**BRIEF**
Only a slice of the listing below is wanted. Retype the lines from the one containing "Where can the white-necked" through the one containing "Where can the mallard", exactly, both ends included.

**MATERIAL FOR THE TASK**
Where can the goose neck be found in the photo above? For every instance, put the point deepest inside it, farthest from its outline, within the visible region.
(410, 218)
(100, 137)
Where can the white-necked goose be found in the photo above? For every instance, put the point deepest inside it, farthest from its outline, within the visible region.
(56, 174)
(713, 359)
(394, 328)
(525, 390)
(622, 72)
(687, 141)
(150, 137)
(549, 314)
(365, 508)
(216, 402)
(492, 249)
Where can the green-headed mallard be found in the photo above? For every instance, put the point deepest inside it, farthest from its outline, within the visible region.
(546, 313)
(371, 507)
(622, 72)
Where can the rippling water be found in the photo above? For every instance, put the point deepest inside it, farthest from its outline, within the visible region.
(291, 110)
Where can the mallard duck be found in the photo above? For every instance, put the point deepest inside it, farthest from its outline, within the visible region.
...
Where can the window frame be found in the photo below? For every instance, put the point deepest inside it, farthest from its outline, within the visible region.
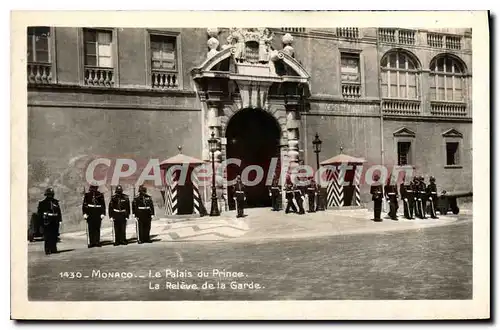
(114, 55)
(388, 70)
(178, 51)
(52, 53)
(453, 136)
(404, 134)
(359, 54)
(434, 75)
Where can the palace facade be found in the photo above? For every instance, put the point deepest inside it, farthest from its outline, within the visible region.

**SOLVED PROBLEM**
Where can the white-necked goose be found in the photo above? For every instance, put the point deepest inside it, farthest from its outline, within the visible region.
(56, 174)
(713, 359)
(394, 328)
(525, 390)
(622, 72)
(687, 141)
(150, 137)
(549, 314)
(365, 508)
(216, 402)
(492, 249)
Where can the green-headed mallard be found in the photo above? For every instance, put the point deepest inside it, farthest from its outline, within the visible region.
(546, 313)
(371, 507)
(622, 72)
Where can the rippling water be found in the photo above? For every instance, put the point deepest inside it, farthest from its outline, within the visible region.
(291, 110)
Where can the mallard duck be found in the photo above? For every instance, put the point deepest inside it, farthest from its outline, within the visible region.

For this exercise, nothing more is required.